--- INSTRUCTIONS TO FOLLOW ---
Please rewrite everything from the start of the data down to the line containing "[369,0,603,70]", both ends included, keeping every line and adding 65 to each bounding box coordinate in the answers.

--- DATASET RECORDS ---
━━━━━━━━━━
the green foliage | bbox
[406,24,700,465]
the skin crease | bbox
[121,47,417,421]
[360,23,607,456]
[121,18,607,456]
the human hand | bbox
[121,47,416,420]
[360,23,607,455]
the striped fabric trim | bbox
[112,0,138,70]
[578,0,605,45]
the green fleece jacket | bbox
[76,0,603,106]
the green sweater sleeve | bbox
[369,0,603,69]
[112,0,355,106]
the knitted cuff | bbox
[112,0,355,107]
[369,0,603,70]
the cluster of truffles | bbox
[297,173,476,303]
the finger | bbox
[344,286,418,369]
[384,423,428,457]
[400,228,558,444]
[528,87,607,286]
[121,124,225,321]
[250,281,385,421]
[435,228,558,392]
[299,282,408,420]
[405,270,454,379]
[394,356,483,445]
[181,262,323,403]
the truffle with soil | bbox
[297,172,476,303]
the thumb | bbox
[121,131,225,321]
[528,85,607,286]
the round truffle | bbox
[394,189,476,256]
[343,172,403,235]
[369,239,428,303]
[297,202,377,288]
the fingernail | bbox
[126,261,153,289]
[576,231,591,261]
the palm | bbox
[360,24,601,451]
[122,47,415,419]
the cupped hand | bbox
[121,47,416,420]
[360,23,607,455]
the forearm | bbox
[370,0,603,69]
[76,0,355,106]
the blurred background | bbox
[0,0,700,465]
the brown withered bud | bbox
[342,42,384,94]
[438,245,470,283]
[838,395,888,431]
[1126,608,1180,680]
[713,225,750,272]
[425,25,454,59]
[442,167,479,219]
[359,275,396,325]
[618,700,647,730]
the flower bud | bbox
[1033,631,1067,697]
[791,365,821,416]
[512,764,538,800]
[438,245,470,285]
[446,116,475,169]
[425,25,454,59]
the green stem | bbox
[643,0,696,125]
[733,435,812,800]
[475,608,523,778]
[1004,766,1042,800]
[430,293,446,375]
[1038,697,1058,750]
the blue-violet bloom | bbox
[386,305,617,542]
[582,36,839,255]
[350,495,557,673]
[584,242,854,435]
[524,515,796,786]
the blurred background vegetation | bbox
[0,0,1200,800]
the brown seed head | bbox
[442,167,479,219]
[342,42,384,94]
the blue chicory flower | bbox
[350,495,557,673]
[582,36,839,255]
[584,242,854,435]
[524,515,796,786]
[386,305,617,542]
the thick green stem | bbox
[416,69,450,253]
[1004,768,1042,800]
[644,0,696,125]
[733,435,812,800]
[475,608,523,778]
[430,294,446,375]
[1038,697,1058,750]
━━━━━━━━━━
--- TASK OUTPUT ---
the green foliage | bbox
[471,89,765,530]
the skin crease | bbox
[186,112,482,486]
[425,88,672,521]
[186,83,672,521]
the human hand | bbox
[186,112,481,485]
[425,88,672,520]
the striped fabric trim | bbox
[177,65,203,135]
[643,65,670,110]
the green fleece jacket | bbox
[141,65,668,171]
the green sweater sleeve | bbox
[434,65,668,134]
[177,65,420,171]
the knitted cuff | bbox
[177,65,420,172]
[434,65,668,135]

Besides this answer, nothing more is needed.